_Your goal_:
Please repeat, with no changes, everything in the listing from the line containing "of the distant" down to the line containing "[(231, 337), (583, 290)]", both of those lines included.

_Input records_:
** BEGIN **

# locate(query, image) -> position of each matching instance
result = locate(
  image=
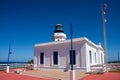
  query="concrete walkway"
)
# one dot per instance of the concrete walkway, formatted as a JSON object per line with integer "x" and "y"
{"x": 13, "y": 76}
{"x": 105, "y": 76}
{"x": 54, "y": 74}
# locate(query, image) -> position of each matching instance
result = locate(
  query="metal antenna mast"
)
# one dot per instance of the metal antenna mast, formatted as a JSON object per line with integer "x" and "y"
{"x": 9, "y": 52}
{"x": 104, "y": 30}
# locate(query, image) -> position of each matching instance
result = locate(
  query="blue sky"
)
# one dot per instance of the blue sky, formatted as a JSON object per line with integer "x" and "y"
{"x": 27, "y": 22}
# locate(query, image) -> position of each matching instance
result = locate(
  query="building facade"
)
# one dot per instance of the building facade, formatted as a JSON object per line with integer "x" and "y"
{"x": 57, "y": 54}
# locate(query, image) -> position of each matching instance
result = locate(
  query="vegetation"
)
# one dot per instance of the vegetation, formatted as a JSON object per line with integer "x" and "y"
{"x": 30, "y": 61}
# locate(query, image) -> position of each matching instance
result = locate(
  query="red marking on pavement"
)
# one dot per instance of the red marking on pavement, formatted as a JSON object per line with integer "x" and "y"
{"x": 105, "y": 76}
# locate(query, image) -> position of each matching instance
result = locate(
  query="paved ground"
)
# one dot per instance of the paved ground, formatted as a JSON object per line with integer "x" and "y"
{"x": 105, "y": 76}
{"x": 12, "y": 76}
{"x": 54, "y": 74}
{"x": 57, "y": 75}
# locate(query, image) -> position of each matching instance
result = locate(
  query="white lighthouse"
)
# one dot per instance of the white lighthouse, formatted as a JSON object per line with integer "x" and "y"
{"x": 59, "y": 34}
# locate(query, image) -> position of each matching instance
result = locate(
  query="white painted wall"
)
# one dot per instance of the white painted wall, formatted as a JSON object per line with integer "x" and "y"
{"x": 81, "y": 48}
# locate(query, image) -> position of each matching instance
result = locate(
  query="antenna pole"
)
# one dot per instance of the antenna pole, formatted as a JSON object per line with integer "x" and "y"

** END **
** BEGIN **

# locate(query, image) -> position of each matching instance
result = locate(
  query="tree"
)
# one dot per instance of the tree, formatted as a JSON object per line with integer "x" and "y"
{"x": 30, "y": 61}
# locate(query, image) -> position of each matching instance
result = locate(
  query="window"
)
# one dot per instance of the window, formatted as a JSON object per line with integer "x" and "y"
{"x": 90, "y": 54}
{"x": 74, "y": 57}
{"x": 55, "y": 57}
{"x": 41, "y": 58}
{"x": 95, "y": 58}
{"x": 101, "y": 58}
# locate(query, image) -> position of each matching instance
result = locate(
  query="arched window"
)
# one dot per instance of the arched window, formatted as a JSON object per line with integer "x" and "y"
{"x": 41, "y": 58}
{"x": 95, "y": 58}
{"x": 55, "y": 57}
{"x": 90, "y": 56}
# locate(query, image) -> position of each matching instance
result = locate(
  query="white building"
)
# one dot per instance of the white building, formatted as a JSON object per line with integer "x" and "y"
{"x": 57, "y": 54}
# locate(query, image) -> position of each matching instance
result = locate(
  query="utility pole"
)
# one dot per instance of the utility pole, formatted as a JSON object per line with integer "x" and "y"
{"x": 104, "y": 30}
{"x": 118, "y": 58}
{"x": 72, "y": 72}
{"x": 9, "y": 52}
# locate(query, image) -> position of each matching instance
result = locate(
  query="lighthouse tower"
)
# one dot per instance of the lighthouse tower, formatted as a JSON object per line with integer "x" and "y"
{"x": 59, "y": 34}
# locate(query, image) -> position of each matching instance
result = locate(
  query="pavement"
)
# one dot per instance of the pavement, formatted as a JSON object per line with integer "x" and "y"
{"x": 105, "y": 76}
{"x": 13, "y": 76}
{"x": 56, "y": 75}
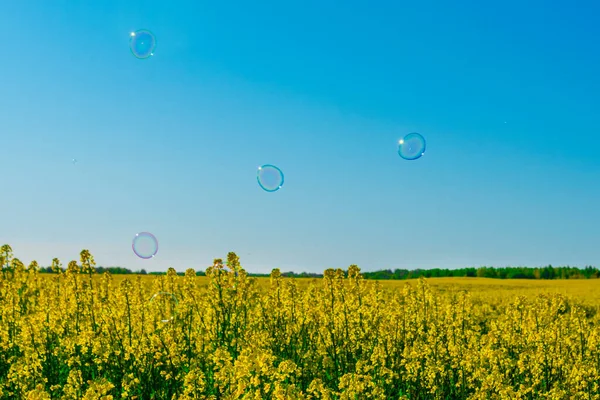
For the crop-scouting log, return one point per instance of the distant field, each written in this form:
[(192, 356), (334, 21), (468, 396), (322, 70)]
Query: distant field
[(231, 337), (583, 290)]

** END **
** BEGIN **

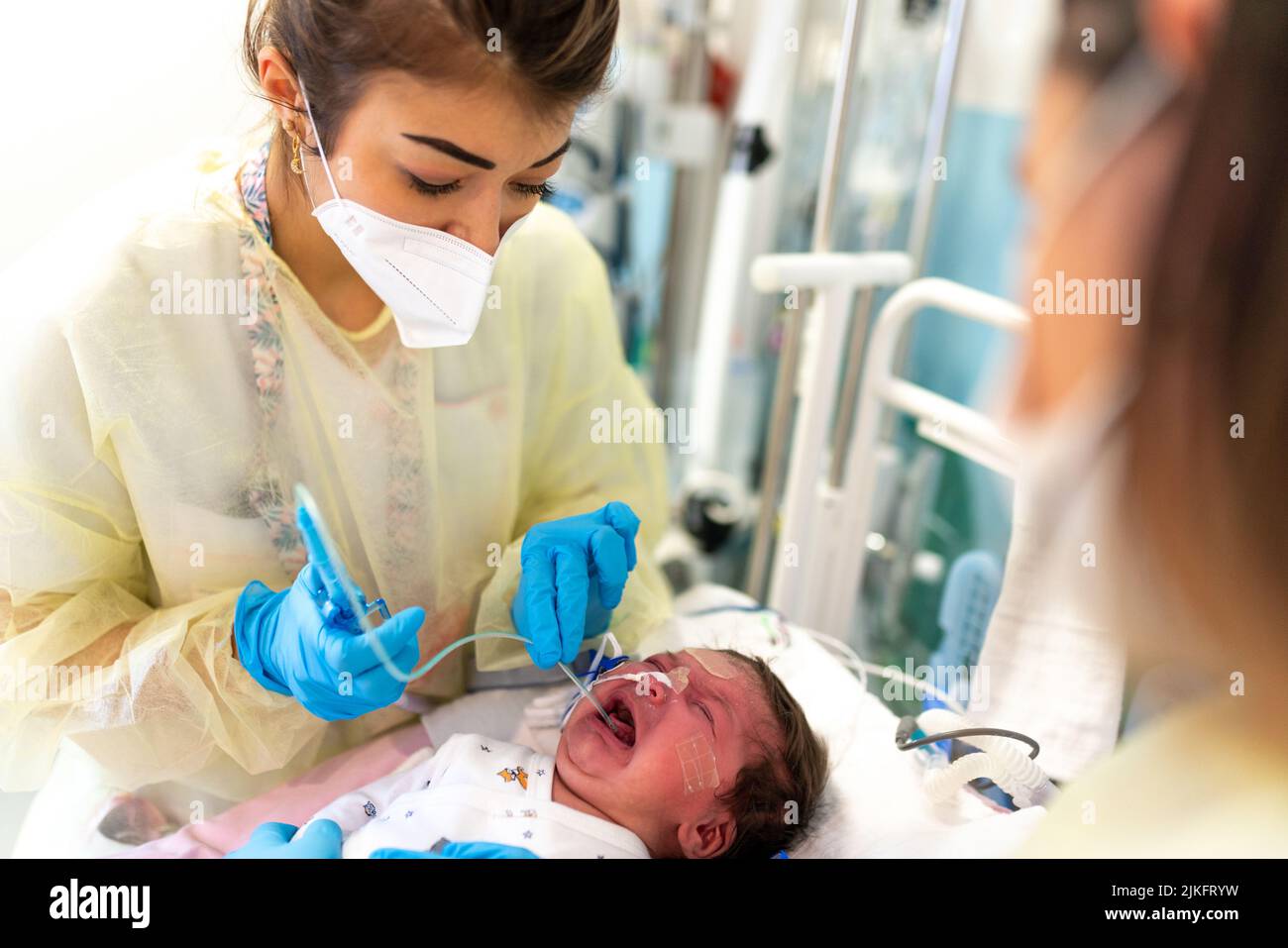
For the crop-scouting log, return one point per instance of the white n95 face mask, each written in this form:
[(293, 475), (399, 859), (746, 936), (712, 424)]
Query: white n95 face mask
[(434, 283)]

** END **

_Exercise solution_:
For the crop-scouting log, return one point per instance of the distant field, each written in this form:
[(192, 356), (334, 21), (468, 396), (322, 70)]
Query: distant field
[(231, 337), (583, 290)]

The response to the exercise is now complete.